Problems and tasks:
[A] Update the stretch of the pronoun-mandate article from "The HHS mandate" through "Democratic congressional members.", replacing "HHS" with "Department of Health and Human Services".
[B] List every federal department, office, or court that the pronoun-mandate article mentions by name.

Source text:

[Start of Attachment]

Constitutional? The US Government And Some Federal Judges Are Mandating The Use Of ‘Gender Pronouns’ In The Courtroom


(Just The News) The Department of Health and Human Services and several federal judges are compelling federal employees and litigants to identify others by their preferred gender pronouns, raising First Amendment and judicial impartiality issues.

The HHS mandate came out Wednesday and explicitly refers to National Coming Out Day, which was recognized by a dozen Democratic congressional members.


The mandate appears to be based on an Office of Personnel Management “guidance” document from March that claims agencies are “encouraged to create or update” gender-identity policies but implies it’s not optional, citing President Biden’s executive orders and the Supreme Court’s arguably inapplicable Bostock ruling.

[End of Attachment]

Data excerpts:
[Start of Attachment]

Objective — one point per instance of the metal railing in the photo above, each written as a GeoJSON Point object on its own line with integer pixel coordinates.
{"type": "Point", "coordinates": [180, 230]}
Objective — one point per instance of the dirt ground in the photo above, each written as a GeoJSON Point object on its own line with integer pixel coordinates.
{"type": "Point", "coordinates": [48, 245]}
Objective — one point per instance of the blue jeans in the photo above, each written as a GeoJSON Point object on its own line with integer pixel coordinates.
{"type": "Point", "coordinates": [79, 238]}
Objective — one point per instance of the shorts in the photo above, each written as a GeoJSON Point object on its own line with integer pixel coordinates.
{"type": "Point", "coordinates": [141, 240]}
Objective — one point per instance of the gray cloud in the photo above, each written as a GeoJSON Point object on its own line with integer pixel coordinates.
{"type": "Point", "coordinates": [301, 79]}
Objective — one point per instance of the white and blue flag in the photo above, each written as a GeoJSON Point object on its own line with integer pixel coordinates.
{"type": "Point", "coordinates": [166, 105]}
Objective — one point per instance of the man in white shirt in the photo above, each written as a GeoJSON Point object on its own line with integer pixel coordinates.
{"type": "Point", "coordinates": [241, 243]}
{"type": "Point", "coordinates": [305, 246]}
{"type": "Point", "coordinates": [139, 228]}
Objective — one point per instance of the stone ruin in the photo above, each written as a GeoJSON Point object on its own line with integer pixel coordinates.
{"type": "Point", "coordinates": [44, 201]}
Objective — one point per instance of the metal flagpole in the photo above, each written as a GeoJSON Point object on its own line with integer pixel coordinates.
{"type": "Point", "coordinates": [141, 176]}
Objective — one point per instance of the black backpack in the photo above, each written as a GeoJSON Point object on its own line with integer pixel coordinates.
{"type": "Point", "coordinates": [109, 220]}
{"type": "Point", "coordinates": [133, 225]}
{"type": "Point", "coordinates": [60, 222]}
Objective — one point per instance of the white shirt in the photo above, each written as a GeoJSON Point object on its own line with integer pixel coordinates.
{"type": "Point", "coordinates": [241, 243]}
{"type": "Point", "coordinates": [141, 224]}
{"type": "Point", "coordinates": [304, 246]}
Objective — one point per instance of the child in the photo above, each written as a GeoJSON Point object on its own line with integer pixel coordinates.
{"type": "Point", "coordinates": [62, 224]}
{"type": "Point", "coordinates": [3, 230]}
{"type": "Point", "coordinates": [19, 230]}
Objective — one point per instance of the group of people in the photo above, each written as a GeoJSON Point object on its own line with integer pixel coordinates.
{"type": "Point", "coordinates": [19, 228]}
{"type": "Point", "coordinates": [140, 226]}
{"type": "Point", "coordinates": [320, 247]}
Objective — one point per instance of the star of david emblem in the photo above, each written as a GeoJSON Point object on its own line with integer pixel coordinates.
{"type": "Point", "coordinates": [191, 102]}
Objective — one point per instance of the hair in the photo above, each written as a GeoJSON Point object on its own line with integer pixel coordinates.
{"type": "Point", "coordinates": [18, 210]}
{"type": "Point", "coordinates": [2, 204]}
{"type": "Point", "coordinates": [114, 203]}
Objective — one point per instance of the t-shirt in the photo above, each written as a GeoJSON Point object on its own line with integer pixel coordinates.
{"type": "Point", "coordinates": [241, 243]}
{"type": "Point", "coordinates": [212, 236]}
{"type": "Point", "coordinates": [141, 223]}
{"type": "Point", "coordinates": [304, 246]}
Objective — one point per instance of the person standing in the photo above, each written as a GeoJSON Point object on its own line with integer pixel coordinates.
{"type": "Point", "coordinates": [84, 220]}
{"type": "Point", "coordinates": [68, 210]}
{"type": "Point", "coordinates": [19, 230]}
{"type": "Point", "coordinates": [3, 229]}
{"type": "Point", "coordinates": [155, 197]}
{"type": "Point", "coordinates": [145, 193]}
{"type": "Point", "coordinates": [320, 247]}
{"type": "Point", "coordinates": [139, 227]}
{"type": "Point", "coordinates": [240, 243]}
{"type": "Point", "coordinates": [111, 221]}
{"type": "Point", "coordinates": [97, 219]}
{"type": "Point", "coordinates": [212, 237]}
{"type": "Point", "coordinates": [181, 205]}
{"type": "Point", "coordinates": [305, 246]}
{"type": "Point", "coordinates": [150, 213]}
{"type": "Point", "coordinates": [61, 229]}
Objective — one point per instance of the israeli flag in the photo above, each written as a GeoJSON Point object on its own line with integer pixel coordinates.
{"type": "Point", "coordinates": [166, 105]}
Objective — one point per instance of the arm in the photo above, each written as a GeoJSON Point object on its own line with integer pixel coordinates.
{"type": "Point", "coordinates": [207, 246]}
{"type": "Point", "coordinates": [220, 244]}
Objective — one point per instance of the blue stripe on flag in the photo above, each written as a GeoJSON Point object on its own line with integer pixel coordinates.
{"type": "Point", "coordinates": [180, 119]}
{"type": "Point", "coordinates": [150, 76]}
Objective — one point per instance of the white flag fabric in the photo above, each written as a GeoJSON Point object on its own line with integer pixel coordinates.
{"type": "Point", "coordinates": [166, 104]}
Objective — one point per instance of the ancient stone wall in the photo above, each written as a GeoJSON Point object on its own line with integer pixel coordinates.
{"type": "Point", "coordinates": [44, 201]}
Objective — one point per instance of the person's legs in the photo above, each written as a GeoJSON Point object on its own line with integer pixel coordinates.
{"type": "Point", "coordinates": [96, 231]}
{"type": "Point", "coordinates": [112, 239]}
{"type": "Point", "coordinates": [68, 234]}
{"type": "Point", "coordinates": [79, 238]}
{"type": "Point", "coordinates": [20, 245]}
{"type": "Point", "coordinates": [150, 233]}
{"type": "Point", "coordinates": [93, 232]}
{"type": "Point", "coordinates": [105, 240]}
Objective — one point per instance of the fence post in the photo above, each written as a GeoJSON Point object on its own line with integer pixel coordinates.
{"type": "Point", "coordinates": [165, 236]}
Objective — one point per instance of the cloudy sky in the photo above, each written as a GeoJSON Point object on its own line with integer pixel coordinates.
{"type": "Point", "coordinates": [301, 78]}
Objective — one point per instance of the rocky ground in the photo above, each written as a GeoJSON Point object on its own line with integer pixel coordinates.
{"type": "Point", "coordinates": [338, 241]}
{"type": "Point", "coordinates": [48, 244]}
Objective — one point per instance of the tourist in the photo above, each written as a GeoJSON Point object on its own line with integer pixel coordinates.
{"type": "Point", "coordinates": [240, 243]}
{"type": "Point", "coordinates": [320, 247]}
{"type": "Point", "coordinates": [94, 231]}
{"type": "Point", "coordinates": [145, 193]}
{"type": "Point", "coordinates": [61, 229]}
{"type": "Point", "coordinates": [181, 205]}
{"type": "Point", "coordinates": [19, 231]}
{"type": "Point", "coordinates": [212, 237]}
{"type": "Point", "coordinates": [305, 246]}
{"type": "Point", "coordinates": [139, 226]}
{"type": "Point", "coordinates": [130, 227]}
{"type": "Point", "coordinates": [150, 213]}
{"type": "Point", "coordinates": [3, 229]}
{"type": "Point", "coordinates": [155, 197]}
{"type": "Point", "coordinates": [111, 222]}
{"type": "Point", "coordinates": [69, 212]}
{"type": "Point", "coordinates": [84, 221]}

[End of Attachment]

Replies:
[A]
The Department of Health and Human Services mandate came out Wednesday and explicitly refers to National Coming Out Day, which was recognized by a dozen Democratic congressional members.

[B]
- Department of Health and Human Services (HHS)
- Office of Personnel Management
- Supreme Court